# [TEXTE FOURNI]
>>

Question écrite n° 5779 :
Choix de Microsoft dans le secteur de l'éducation et de la recherche

17e Législature

Question de : M. Arnaud Le Gall
Val-d'Oise (9e circonscription) - La France insoumise - Nouveau Front Populaire

M. Arnaud Le Gall interroge Mme la ministre d'État, ministre de l'éducation nationale, de l'enseignement supérieur et de la recherche sur les choix d'équipement numérique effectués récemment dans le secteur de l'éducation et de la recherche. Le ministère a en effet décidé de réattribuer le contrat d'équipement de ses services centraux et établissements supérieurs à Microsoft. Il privilégie ainsi l'offre d'un géant américain au détriment d'une solution technique libre et souveraine. Ce choix contredit notamment les recommandations de la direction du numérique pour l'éducation. Il est pour le moins hasardeux, de surcroît à l'heure où la relation transatlantique est plus dégradée que jamais. Doit-on rappeler que les grands patrons de la « big tech » sont un rouage essentiel de l'offensive idéologique et économique menée par l'administration Trump contre l'Union européenne et la France ? Doit-on rappeler que l'usage des technologies étasuniennes exposent à l'application systématique du droit américain, beaucoup moins protecteur en matière de protection des données notamment ? Autant d'éléments confirmant que s'émanciper des GAMAM est une impérieuse nécessité. M. le député s'inquiète également de la décision, prise par la direction de l'École polytechnique, de faire migrer ses services informatiques vers les serveurs de Microsoft. Une telle option expose des données sensibles (échanges internes, informations et résultats de recherche, etc.) à l'extraterritorialité du droit étasunien, à un possible détournement, à des risques d'espionnage. La prudence la plus élémentaire, le souci du bien public, mais aussi les recommandations officielles formulées explicitement dans plusieurs documents de référence, auraient dû conduire la direction de l'école à faire un autre choix. M. le député désire connaître l'avis de Mme la ministre sur ces deux décisions. Il lui demande si elle approuve ces deux choix ou si elle est disposée à prendre des mesures concrètes et efficaces pour que, dans l'un et l'autre cas, d'autres solutions techniques soient retenues, en lieu et place de celles proposées par Microsoft.

<<

# [DONNÉES FOURNIES]
>>

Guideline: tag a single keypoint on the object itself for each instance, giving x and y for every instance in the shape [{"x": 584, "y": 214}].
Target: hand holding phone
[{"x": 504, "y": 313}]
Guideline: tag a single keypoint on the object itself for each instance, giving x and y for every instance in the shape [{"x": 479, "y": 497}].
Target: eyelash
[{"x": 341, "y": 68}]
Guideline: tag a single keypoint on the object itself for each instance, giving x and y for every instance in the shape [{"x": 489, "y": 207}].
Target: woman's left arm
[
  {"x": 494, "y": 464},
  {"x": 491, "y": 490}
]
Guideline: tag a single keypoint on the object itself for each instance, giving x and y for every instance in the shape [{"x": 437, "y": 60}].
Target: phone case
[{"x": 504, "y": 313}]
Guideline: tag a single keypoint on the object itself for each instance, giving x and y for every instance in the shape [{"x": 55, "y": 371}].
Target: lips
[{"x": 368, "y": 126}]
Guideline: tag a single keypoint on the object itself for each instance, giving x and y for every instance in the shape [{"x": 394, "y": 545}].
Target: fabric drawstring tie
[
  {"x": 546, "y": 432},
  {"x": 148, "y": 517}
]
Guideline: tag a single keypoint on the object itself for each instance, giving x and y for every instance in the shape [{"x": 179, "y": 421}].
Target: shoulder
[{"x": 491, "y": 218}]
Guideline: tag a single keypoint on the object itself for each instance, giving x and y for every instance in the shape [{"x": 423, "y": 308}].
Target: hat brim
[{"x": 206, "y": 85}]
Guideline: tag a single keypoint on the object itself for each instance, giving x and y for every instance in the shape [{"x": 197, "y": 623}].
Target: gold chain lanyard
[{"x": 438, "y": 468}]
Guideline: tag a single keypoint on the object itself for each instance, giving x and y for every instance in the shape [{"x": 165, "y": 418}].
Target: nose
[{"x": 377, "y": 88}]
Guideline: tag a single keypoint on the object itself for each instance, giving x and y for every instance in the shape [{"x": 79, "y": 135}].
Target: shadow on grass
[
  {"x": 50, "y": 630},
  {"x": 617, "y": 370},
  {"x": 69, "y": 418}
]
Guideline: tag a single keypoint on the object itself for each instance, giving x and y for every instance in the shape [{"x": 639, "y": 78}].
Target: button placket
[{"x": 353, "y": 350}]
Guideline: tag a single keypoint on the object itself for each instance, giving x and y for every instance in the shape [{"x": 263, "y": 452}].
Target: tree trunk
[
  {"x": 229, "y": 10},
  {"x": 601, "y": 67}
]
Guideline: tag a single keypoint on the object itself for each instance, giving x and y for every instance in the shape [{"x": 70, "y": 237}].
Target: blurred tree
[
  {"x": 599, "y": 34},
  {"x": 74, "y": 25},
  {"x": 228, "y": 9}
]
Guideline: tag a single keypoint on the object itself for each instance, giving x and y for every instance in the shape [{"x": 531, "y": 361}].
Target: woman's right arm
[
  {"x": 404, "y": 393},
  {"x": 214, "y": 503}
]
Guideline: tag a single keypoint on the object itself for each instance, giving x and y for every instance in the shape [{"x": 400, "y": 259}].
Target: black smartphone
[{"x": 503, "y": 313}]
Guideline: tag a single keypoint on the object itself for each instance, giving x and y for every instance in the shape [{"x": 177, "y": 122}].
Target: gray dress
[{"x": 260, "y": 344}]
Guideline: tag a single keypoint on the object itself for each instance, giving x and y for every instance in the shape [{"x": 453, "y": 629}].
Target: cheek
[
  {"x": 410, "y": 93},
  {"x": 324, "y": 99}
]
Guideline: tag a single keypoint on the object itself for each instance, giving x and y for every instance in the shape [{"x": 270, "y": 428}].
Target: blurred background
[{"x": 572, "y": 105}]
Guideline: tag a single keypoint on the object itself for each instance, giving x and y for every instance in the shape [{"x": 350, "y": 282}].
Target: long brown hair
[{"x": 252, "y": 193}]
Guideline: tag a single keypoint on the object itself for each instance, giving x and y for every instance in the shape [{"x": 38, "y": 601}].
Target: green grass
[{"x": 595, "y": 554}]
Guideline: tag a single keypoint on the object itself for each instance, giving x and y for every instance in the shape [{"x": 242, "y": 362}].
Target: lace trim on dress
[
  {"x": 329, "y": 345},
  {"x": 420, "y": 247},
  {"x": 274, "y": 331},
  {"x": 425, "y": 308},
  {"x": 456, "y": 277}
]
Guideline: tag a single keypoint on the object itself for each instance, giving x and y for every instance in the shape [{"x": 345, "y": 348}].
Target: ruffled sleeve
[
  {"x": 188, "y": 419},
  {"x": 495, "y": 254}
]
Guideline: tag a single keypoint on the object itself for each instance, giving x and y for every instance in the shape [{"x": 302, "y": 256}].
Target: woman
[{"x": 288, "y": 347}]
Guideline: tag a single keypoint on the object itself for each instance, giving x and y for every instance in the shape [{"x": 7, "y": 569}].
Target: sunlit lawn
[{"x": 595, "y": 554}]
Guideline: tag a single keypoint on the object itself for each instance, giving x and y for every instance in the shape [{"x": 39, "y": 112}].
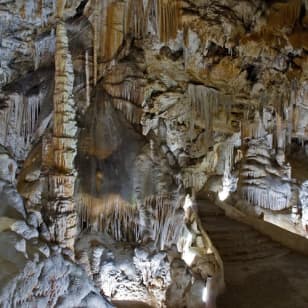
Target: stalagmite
[{"x": 60, "y": 213}]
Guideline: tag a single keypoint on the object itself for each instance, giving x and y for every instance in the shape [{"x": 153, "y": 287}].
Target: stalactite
[
  {"x": 95, "y": 41},
  {"x": 18, "y": 123},
  {"x": 205, "y": 104},
  {"x": 164, "y": 219},
  {"x": 87, "y": 73},
  {"x": 131, "y": 112},
  {"x": 265, "y": 198},
  {"x": 110, "y": 214},
  {"x": 43, "y": 47},
  {"x": 129, "y": 90},
  {"x": 253, "y": 129},
  {"x": 168, "y": 19}
]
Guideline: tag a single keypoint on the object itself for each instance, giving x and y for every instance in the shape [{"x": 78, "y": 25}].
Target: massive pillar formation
[{"x": 60, "y": 212}]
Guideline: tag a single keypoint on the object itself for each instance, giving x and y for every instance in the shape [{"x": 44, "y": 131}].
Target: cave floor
[{"x": 259, "y": 272}]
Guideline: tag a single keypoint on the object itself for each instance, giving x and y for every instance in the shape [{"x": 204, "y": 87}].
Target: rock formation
[{"x": 111, "y": 112}]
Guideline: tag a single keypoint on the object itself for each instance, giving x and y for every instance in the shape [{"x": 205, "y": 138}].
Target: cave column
[{"x": 60, "y": 211}]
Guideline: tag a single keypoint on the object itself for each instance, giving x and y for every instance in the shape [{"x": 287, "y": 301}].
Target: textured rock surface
[
  {"x": 33, "y": 273},
  {"x": 167, "y": 97}
]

<<

# [OBJECTIF A]
Énumérez les risques auxquels, selon la question écrite, la migration des services informatiques de l'École polytechnique vers les serveurs de Microsoft expose des données sensibles.
# [OBJECTIF B]
Repérez chaque ligne des enregistrements qui contient la chaîne "woman", en respectant la casse, et recopiez-la.

# [RÉPONSE RÉDIGÉE A]
- l'extraterritorialité du droit étasunien
- un possible détournement
- des risques d'espionnage

# [RÉPONSE RÉDIGÉE B]
Target: woman's left arm
Target: woman's right arm
Target: woman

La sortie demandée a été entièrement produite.